» Text shown:
Saturday, January 7, 2012

A moment of clarity


So I had a moment of clarity when I woke up this morning.
For the few months that Phil was feeling well, except for going to the scheduled doctors appointment and the surgery, I made no effort to call and schedule extra appointments. There didn't seem to be a reason to since the treatment plan he was on was working.

Well this week. I don't know what happened differently but if you read my previous blogs, something is gone totally wrong.
This morning I think God spoke to me.
This idea of getting a second opinion was really strong. Not only getting a second opinion from a different GI (although the GI he has now is supposed to be the best one in town). I had a realization that maybe we should visit a neurologist. Maybe the problem isn't actually his inside parts but a neurological issue that's causing all this pain. So my plan this week.
We see pain management on Monday.
Call the family doctor get a referral to both a neurologist and a new GI.

We'll go from there and see where we are at.
He also has to get his blood work done, both for the current GI he is seeing and for the allergy clinic that he goes to.

I absolutely can't believe he is back in this much pain again. He was doing so well.

Friday, January 6, 2012

Another Day

Day two of waking up and almost going to ER.
Back to the routine of sitting a bath and taking a handful of meds to get the pain to go away.
This time Phil was only able to keep the pain away for 4 hours (its supposed to last 6 hours with one and 12 hours with the other).

Went for a small drive this morning since Phil has been home almost all week.
But again, it was like he ran a marathon and is now in and out of sleep.

He gets hot and cold. He sweats then is freezing.
He is doing better about not complaining....but today it must be bad because he's been doing a lot of that complaining stuff.

I must have been born in the wrong family....
My mom was totally awesome (at least with me and my grandmother) when we got sick. She took great care of us.
Unfortunately I didn't inherit that empathetic gene from her, so I feel kind of stranded. Actually I've learned to deal with it by taking the doctor approach. I question him about his pain, where its hurting, if he thinks he's taken or done anything differently, then bit by bit I question until we think we've pin-point the problem thus finding a solution.
Probably not a great way to do it, but I guess thats the only way I know how to deal with it.

We have an emergency appointment with his pain management team on Monday.
Cancelled another appointment.
Getting more blood work done.
Going to get allergy shots next week.

» What is required: List every item in the short run of one-line updates that closes the Friday, January 6, 2012 entry of the blog posts. The data below have nothing to do with the blog posts.

» Listed records:
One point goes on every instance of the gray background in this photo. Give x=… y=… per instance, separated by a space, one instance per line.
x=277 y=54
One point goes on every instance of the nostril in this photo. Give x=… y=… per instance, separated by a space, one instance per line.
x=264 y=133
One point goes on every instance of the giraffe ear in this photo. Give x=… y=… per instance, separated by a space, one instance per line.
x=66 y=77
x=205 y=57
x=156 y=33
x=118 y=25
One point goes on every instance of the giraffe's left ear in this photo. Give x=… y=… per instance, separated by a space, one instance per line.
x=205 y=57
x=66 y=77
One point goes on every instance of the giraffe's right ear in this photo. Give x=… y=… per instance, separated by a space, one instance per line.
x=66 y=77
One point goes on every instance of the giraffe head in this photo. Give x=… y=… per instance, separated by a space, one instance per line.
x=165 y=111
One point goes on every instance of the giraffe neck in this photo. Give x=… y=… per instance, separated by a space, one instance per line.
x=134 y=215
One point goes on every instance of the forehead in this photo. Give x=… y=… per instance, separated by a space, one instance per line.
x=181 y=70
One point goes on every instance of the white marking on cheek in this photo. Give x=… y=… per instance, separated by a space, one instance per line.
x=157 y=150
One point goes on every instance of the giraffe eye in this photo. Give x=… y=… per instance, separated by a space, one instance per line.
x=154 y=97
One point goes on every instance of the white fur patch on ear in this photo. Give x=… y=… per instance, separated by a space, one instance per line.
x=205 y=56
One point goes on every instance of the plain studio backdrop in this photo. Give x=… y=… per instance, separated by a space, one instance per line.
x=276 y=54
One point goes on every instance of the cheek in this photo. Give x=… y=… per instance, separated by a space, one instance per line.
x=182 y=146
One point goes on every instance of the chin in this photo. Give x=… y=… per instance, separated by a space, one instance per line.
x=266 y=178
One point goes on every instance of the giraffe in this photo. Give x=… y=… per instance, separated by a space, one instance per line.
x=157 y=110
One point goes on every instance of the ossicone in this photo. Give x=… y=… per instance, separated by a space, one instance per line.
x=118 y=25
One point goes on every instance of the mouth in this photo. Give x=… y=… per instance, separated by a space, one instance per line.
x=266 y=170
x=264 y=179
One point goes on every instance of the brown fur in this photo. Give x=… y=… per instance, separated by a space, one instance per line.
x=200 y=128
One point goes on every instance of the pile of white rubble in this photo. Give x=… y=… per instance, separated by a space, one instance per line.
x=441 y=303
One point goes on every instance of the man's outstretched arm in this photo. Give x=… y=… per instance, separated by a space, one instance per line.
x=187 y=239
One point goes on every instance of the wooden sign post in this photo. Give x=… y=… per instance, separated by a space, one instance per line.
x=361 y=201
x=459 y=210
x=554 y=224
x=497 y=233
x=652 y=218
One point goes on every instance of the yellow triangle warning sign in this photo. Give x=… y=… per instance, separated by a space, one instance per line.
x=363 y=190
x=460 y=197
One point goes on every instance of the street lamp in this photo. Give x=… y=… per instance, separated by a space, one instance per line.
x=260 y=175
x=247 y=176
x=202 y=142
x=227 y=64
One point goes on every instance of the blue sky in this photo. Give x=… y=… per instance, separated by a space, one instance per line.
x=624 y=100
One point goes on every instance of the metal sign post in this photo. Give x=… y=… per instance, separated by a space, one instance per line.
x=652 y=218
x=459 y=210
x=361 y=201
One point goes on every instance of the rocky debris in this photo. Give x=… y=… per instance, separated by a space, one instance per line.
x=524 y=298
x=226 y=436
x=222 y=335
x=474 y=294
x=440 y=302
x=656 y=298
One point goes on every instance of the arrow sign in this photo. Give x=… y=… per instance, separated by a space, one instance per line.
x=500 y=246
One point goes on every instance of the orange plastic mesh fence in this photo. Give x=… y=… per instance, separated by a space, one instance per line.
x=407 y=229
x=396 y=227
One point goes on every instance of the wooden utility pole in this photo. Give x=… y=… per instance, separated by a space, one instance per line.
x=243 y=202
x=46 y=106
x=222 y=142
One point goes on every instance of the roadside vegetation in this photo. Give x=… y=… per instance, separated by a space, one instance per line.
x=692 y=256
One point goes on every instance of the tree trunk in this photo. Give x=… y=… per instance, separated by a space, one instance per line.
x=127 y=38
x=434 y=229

» Response:
- An emergency appointment with his pain management team on Monday
- Cancelled another appointment
- Getting more blood work done
- Going to get allergy shots next week